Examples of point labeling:
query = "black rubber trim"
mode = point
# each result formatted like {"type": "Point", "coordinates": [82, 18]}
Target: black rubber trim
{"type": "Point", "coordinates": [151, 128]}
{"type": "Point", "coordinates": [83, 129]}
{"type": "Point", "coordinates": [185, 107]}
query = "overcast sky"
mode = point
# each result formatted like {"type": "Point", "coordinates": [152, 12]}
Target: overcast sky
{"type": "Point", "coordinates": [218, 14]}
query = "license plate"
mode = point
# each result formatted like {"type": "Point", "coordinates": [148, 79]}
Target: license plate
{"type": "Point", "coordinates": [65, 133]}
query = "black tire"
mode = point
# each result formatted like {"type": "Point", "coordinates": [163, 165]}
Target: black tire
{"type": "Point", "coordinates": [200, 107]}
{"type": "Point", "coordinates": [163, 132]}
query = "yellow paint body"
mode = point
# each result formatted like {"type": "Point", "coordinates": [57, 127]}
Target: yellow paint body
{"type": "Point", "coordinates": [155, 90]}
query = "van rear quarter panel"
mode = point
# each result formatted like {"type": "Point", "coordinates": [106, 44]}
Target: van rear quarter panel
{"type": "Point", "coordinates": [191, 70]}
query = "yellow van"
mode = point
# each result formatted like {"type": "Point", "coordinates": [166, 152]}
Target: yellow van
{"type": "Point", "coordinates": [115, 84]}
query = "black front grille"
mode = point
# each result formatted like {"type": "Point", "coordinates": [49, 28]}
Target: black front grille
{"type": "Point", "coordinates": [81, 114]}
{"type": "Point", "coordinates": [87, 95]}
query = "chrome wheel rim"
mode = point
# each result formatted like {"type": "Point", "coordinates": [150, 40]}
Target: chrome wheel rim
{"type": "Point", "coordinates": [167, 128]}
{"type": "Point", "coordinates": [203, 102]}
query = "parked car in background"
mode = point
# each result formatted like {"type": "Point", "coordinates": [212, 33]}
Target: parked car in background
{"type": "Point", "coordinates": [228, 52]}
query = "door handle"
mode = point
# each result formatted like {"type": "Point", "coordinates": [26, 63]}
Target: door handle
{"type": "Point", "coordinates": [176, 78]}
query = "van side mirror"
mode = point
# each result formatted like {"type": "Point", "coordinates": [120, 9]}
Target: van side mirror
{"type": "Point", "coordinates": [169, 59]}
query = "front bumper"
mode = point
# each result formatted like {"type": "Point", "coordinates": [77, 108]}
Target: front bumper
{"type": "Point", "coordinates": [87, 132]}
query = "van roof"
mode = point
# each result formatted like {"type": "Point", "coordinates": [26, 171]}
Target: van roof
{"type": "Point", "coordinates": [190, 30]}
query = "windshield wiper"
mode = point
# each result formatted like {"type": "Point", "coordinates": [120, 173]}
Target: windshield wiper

#### THE PROBLEM
Pick out every line above that contains the word "paint", counting only matches in the same case, and copy each of those lines.

#### SOLUTION TO THIS PROBLEM
query = "yellow paint body"
Target: yellow paint body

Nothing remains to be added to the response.